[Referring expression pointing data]

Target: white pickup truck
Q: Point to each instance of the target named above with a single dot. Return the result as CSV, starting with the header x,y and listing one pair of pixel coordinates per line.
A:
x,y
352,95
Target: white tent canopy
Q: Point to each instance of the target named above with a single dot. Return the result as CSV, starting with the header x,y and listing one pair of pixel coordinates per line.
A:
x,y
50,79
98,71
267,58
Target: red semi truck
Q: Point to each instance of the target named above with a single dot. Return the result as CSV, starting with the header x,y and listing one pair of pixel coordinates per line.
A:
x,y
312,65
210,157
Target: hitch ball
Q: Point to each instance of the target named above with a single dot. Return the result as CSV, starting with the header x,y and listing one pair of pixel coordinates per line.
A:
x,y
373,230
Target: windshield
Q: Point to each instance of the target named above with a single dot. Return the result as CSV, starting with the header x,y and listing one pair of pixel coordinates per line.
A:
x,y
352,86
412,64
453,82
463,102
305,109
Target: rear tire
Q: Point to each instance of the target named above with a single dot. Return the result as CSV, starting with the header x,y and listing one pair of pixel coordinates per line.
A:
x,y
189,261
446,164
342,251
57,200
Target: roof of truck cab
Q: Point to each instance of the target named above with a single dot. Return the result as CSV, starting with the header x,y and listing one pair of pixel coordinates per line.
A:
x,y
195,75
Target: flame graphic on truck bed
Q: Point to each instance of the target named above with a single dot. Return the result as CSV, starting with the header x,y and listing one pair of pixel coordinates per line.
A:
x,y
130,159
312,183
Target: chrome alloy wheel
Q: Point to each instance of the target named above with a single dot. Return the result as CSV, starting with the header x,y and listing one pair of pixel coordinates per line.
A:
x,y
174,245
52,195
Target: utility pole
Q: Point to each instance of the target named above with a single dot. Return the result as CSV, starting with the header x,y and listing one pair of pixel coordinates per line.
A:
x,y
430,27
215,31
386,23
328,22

## Exercise
Please repeat the records so that each one reads exactly as it does above.

## Finished task
Target: white pickup truck
Q: Point to each instance of the target named above with a single dot. Return the result as CSV, starting with the header x,y and listing one pair of pixel coordinates per line.
A:
x,y
352,95
Target: white tent canopy
Q: Point to each instance of the target named above with a single dot. Return the result as CSV, starting with the header x,y and listing one pair of pixel coordinates per line.
A:
x,y
50,79
98,71
267,58
Target: red semi truck
Q: Point to each instance of the target named above with a single dot. Return the result as CSV, starting with the header x,y and listing one pair of pixel coordinates per line.
A:
x,y
312,65
210,157
Target: hitch ball
Q: Point to each instance of the target named above with a single dot. Return the result as CSV, starting with the header x,y and listing one pair of pixel coordinates per line.
A:
x,y
373,230
Target: windshield
Q: Point to each instance of the target named above with a single dot. Return the result as CSV, starting with the header x,y and listing one pair of pixel coordinates per line.
A:
x,y
352,86
412,64
453,82
463,102
305,109
Target: rear tire
Q: Point to each instance of the target named above with a single dot. Return the result as CSV, starting with the header x,y and listing one pair of pixel coordinates per line.
A:
x,y
189,261
446,164
342,251
57,200
Target: roof of truck cab
Q: Point to each instance of the target named above with a single dot. Return the result as CSV, starting with the header x,y and listing one pair of pixel coordinates per line.
A:
x,y
195,75
Target: flame graphic on truck bed
Q: Point to each instance of the target named above with a single dot. Return the result as CSV, starting with the header x,y and listing one pair of pixel coordinates per line.
A:
x,y
130,159
312,183
Target: chrome alloy wheel
Q: Point to each instance of the target named above with a single dot. Return the result as CSV, starting with the header x,y and listing one pair of pixel coordinates per line.
A:
x,y
174,245
52,195
Target: utility pole
Q: Point to each instance of the target named above with a single dot. Return the result as CSV, starting with the header x,y and listing one pair of pixel coordinates per line.
A:
x,y
430,27
215,31
386,23
328,22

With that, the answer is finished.